▶ **SUPPLIED RECORDS**
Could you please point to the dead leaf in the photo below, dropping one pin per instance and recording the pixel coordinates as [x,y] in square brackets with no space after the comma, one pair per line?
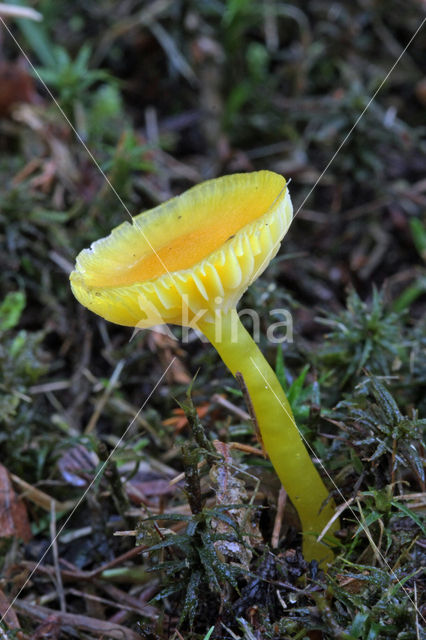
[13,512]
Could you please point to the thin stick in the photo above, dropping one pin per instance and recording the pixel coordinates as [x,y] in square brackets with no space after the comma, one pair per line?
[53,537]
[282,499]
[239,378]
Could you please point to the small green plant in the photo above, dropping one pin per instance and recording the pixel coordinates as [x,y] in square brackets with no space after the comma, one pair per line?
[363,335]
[380,433]
[20,367]
[196,570]
[71,78]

▶ **WHAT NEEDS TO BE DONE**
Set down every entry above exactly as written, but skip the pictures.

▶ **OUTPUT BELOW**
Could you please point to the dead leaf in the photo below, dropping one pin per instance and recording the pixel coordinates as [x,y] in square brackets with no space after the comma, one pair per line?
[13,512]
Could you please point to the thin stick in the photo above, dropping one pin per instance and recording the pixel coordinates as [x,y] in square brackets with no space after the comma, one pair per line?
[53,537]
[282,499]
[239,378]
Could you please point to the small green plant in the photo above, dropping one pin per instance and recording the pixel coordinates as [x,y] in square brackets with no space after the comma, one pair per line?
[363,335]
[380,433]
[20,367]
[196,570]
[71,78]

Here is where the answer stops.